= PROVIDED RECORDS =
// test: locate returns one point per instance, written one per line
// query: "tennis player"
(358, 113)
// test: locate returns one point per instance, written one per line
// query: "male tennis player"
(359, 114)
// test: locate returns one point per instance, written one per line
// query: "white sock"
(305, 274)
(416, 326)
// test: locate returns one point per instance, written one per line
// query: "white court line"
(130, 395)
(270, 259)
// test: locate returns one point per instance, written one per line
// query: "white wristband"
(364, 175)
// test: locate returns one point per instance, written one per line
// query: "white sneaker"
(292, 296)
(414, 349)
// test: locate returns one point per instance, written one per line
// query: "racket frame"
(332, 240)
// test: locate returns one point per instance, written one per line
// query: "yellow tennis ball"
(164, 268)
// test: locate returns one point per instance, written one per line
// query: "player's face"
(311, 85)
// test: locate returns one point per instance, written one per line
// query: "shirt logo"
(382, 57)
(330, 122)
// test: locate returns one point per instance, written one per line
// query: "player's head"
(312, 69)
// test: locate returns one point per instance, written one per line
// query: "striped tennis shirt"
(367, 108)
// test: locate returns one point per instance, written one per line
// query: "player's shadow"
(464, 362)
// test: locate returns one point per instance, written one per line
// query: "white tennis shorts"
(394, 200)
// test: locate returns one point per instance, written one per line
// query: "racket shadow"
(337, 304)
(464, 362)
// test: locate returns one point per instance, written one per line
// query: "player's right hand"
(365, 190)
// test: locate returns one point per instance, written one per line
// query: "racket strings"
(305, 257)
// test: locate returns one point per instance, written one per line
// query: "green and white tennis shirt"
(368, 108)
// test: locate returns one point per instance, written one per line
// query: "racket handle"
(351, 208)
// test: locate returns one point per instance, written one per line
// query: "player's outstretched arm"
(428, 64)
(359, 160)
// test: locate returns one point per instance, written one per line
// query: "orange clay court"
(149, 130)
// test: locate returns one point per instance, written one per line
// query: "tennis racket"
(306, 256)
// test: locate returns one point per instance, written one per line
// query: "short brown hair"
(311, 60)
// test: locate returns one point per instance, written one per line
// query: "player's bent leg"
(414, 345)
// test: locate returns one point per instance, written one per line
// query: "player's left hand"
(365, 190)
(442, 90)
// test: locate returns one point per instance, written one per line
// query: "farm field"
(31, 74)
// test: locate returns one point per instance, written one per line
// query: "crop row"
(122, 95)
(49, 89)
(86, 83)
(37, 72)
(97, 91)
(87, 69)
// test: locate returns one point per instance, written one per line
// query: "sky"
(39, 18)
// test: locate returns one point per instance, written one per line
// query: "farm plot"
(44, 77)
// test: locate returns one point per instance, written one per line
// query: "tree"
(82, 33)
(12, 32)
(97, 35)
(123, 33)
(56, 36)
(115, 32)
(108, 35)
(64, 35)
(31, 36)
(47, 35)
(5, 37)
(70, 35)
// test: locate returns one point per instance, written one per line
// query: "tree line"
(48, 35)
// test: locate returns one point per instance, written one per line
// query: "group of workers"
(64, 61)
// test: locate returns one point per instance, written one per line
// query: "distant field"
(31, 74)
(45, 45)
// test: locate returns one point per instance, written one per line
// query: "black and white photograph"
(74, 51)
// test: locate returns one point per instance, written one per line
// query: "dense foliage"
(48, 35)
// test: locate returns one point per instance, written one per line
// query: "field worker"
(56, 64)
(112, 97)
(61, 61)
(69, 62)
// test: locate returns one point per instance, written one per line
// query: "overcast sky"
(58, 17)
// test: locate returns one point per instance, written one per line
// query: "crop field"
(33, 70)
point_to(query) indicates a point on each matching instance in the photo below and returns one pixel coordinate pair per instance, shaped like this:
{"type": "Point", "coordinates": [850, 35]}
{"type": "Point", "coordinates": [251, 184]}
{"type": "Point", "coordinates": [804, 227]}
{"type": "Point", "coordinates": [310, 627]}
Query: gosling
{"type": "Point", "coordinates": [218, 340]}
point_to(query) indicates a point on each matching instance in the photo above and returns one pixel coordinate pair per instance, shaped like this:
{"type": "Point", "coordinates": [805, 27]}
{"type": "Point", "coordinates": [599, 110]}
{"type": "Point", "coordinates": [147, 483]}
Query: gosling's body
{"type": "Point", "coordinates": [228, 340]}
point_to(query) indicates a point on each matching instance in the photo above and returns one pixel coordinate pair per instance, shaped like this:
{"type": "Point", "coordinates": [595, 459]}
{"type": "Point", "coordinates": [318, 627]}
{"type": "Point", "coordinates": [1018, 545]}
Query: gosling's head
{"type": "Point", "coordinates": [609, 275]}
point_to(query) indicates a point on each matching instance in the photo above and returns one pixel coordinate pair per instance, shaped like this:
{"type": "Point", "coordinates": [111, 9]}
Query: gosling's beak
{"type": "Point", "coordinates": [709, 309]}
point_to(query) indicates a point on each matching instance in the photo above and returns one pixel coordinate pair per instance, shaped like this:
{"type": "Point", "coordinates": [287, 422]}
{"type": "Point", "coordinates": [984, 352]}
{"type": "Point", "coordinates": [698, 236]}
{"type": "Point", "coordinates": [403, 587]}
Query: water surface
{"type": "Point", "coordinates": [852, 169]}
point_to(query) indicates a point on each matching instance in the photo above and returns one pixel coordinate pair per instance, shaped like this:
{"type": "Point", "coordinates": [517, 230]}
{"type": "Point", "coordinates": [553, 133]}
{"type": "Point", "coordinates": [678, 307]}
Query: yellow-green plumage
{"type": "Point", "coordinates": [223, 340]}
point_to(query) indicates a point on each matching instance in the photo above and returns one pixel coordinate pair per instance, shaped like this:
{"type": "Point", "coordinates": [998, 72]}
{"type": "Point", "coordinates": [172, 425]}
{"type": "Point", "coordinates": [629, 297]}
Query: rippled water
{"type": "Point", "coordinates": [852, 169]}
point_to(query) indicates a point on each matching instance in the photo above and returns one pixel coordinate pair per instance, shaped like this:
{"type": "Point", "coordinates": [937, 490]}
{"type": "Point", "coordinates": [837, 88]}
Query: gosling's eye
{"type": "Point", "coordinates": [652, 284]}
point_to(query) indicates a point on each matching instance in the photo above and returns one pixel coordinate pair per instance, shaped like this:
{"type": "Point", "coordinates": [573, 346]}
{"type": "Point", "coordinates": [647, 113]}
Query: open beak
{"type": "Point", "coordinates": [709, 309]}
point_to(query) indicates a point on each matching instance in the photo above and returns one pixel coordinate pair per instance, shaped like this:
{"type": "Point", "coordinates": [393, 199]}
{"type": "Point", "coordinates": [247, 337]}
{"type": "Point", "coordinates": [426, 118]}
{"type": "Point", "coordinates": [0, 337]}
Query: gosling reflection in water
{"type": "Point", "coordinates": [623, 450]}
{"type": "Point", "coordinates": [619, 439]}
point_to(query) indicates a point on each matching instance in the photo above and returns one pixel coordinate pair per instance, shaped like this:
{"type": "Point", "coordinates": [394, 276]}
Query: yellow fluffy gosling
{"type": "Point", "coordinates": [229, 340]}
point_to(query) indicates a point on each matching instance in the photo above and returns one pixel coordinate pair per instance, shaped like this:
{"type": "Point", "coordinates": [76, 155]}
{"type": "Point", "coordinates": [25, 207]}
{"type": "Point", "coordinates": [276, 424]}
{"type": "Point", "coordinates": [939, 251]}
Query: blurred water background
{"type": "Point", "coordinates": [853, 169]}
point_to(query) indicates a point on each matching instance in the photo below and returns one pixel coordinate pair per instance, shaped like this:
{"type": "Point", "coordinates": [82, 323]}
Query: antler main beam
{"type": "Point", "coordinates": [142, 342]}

= TASK TO CARRY OUT =
A word-for-word copy of all the material is the required answer.

= RESULT OF THE EXERCISE =
// test: locate returns one point per instance, written one per line
// query: "tennis player"
(358, 113)
// test: locate returns one point per instance, written one per line
// query: "male tennis player"
(359, 114)
// test: locate returns one point per instance, written one per line
// query: "white sock"
(305, 274)
(416, 326)
// test: locate returns one point per instance, written one per line
// query: "white court line"
(130, 395)
(270, 259)
// test: locate returns one point per instance, written one per line
// query: "white wristband"
(364, 175)
// test: locate returns one point per instance, written one per line
// query: "white sneaker"
(292, 296)
(414, 349)
// test: locate returns one point per instance, written one per line
// query: "racket frame"
(332, 240)
// test: locate returns one point per instance, written one per line
// query: "yellow tennis ball"
(164, 268)
// test: locate returns one point per instance, written one per line
// query: "player's face"
(311, 85)
// test: locate returns one point per instance, written one per line
// query: "shirt logo"
(382, 57)
(330, 122)
// test: locate returns one point per instance, written one per line
// query: "player's head"
(312, 69)
// test: locate returns one point per instance, written one per line
// query: "striped tennis shirt"
(367, 108)
// test: locate returns one point per instance, written one per line
// query: "player's shadow"
(464, 362)
// test: locate returns one point per instance, written one per line
// query: "white tennis shorts"
(394, 200)
// test: locate returns one point per instance, written one per line
// query: "racket shadow"
(337, 304)
(464, 362)
// test: locate returns one point per instance, written one per line
// query: "player's right hand"
(365, 190)
// test: locate returns one point per instance, written one per line
// query: "racket strings"
(305, 257)
// test: locate returns one point per instance, written one per line
// query: "green and white tennis shirt"
(368, 108)
// test: locate returns one point per instance, written one per line
// query: "racket handle"
(351, 208)
// test: locate returns one point per instance, written one per line
// query: "player's outstretched arm"
(428, 64)
(359, 160)
// test: locate returns one point per instance, written one per line
// query: "orange clay court"
(149, 130)
// test: locate returns one point per instance, written one per line
// query: "tennis racket"
(306, 256)
// test: locate returns one point per instance, written one per line
// query: "short brown hair"
(311, 60)
// test: locate returns one point per instance, written one per line
// query: "player's bent leg"
(414, 345)
// test: locate returns one point per instance, written one per line
// query: "player's left hand"
(365, 190)
(442, 90)
// test: locate returns one point per instance, written one per line
// query: "farm field"
(31, 74)
// test: locate returns one point per instance, written one per line
// query: "crop row"
(122, 95)
(49, 89)
(86, 83)
(37, 72)
(97, 91)
(87, 69)
// test: locate returns one point per instance, written one per line
// query: "sky"
(39, 18)
// test: locate returns one point per instance, written one per line
// query: "farm plot"
(44, 77)
// test: locate returns one point per instance, written one per line
// query: "tree"
(82, 33)
(12, 32)
(97, 35)
(123, 33)
(56, 36)
(115, 32)
(108, 35)
(64, 35)
(31, 36)
(47, 35)
(5, 37)
(70, 35)
// test: locate returns one point per instance, written one per line
// query: "tree line"
(48, 35)
// test: locate returns one point per instance, written one per line
// query: "group of workers"
(64, 61)
// test: locate returns one point per instance, written one per line
// query: "distant field"
(31, 74)
(45, 45)
// test: locate returns one point per instance, written one per line
// query: "black and white photograph"
(74, 51)
// test: locate returns one point per instance, written one per line
// query: "dense foliage"
(48, 35)
// test: locate returns one point per instance, written one per line
// query: "field worker"
(56, 64)
(112, 97)
(61, 61)
(69, 62)
// test: locate returns one point per instance, written one per line
// query: "overcast sky"
(58, 17)
// test: locate returns one point per instance, written one per line
// query: "crop field"
(33, 70)
point_to(query) indicates a point on each matching instance in the photo below and returns one pixel coordinate pair per instance, shaped like this:
{"type": "Point", "coordinates": [850, 35]}
{"type": "Point", "coordinates": [251, 184]}
{"type": "Point", "coordinates": [804, 227]}
{"type": "Point", "coordinates": [310, 627]}
Query: gosling
{"type": "Point", "coordinates": [218, 340]}
point_to(query) indicates a point on each matching instance in the photo above and returns one pixel coordinate pair per instance, shaped like this:
{"type": "Point", "coordinates": [805, 27]}
{"type": "Point", "coordinates": [599, 110]}
{"type": "Point", "coordinates": [147, 483]}
Query: gosling's body
{"type": "Point", "coordinates": [228, 340]}
point_to(query) indicates a point on each matching instance in the photo above and returns one pixel coordinate pair per instance, shaped like this:
{"type": "Point", "coordinates": [595, 459]}
{"type": "Point", "coordinates": [318, 627]}
{"type": "Point", "coordinates": [1018, 545]}
Query: gosling's head
{"type": "Point", "coordinates": [609, 275]}
point_to(query) indicates a point on each matching instance in the photo above and returns one pixel coordinate pair per instance, shaped like this:
{"type": "Point", "coordinates": [111, 9]}
Query: gosling's beak
{"type": "Point", "coordinates": [709, 309]}
point_to(query) indicates a point on each matching instance in the photo above and returns one pixel coordinate pair per instance, shaped like this:
{"type": "Point", "coordinates": [287, 422]}
{"type": "Point", "coordinates": [984, 352]}
{"type": "Point", "coordinates": [698, 236]}
{"type": "Point", "coordinates": [403, 587]}
Query: water surface
{"type": "Point", "coordinates": [852, 169]}
point_to(query) indicates a point on each matching instance in the photo above and returns one pixel coordinate pair per instance, shaped like this:
{"type": "Point", "coordinates": [517, 230]}
{"type": "Point", "coordinates": [553, 133]}
{"type": "Point", "coordinates": [678, 307]}
Query: yellow-green plumage
{"type": "Point", "coordinates": [223, 340]}
point_to(query) indicates a point on each matching instance in the photo above and returns one pixel coordinate pair per instance, shaped like this:
{"type": "Point", "coordinates": [998, 72]}
{"type": "Point", "coordinates": [172, 425]}
{"type": "Point", "coordinates": [629, 297]}
Query: rippled water
{"type": "Point", "coordinates": [852, 169]}
point_to(query) indicates a point on each matching instance in the photo above and returns one pixel coordinate pair per instance, shaped like this:
{"type": "Point", "coordinates": [937, 490]}
{"type": "Point", "coordinates": [837, 88]}
Query: gosling's eye
{"type": "Point", "coordinates": [652, 284]}
point_to(query) indicates a point on each matching instance in the photo above and returns one pixel coordinate pair per instance, shaped like this:
{"type": "Point", "coordinates": [573, 346]}
{"type": "Point", "coordinates": [647, 113]}
Query: open beak
{"type": "Point", "coordinates": [709, 309]}
point_to(query) indicates a point on each matching instance in the photo above and returns one pixel coordinate pair per instance, shaped like this:
{"type": "Point", "coordinates": [393, 199]}
{"type": "Point", "coordinates": [247, 337]}
{"type": "Point", "coordinates": [426, 118]}
{"type": "Point", "coordinates": [0, 337]}
Query: gosling reflection in water
{"type": "Point", "coordinates": [623, 450]}
{"type": "Point", "coordinates": [619, 439]}
point_to(query) indicates a point on each matching instance in the photo above and returns one pixel coordinate pair per instance, shaped like this:
{"type": "Point", "coordinates": [394, 276]}
Query: yellow fluffy gosling
{"type": "Point", "coordinates": [229, 340]}
point_to(query) indicates a point on each matching instance in the photo above and returns one pixel coordinate pair per instance, shaped like this:
{"type": "Point", "coordinates": [76, 155]}
{"type": "Point", "coordinates": [25, 207]}
{"type": "Point", "coordinates": [276, 424]}
{"type": "Point", "coordinates": [939, 251]}
Query: blurred water background
{"type": "Point", "coordinates": [853, 169]}
point_to(query) indicates a point on each matching instance in the photo below and returns one pixel coordinate pair per instance, shaped like this:
{"type": "Point", "coordinates": [82, 323]}
Query: antler main beam
{"type": "Point", "coordinates": [142, 342]}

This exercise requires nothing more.